» **Directions for this task**:
Starting at the line that contains "133, row 69." and ending at the last line of the records, convert those lines into a JSON list of strings, one string per line, skipping any blank lines.

» **Exercise materials**:

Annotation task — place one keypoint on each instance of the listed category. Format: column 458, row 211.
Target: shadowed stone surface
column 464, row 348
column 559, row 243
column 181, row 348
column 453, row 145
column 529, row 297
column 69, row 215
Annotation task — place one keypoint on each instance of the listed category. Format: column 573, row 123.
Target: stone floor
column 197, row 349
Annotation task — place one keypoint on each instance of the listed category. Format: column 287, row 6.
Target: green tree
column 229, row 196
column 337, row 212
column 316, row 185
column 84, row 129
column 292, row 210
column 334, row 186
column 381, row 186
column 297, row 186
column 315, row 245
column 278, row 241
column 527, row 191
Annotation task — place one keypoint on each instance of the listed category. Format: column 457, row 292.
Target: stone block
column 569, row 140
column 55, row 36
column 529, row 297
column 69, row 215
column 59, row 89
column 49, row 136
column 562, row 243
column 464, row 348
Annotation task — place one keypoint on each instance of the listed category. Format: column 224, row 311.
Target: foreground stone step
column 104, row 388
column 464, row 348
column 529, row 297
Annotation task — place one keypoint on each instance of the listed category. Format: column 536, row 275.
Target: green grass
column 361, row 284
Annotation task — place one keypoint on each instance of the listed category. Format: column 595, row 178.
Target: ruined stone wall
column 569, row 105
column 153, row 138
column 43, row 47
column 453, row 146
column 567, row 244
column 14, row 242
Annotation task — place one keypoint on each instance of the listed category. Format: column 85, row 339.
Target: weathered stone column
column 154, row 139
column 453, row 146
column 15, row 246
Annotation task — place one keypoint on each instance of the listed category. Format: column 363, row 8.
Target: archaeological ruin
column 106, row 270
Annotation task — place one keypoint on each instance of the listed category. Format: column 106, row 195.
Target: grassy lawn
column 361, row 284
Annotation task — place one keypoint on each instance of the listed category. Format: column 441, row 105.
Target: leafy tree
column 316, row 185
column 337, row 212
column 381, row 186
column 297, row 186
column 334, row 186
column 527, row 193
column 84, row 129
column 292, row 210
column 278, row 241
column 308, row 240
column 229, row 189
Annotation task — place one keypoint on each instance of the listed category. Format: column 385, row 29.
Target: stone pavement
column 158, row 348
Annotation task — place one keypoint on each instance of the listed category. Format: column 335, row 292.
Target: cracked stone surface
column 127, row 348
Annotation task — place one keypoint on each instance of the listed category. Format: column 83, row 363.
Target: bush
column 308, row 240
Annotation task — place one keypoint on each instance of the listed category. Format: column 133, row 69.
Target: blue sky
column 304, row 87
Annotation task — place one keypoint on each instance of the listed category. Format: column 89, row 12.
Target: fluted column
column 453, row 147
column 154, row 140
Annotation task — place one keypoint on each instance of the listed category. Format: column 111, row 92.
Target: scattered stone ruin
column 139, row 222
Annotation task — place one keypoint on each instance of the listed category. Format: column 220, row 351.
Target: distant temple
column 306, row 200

» **The output**:
[
  "Annotation task — place one keypoint on each instance of the listed category. Format: column 133, row 69.",
  "Target: blue sky",
  "column 304, row 87",
  "Annotation task — place one keypoint on each instance of the listed category. Format: column 89, row 12.",
  "Target: fluted column",
  "column 453, row 147",
  "column 154, row 140",
  "Annotation task — place one keypoint on each instance of the listed category. Format: column 111, row 92.",
  "Target: scattered stone ruin",
  "column 139, row 222",
  "Annotation task — place one keypoint on each instance of the listed category. Format: column 220, row 351.",
  "Target: distant temple",
  "column 306, row 200"
]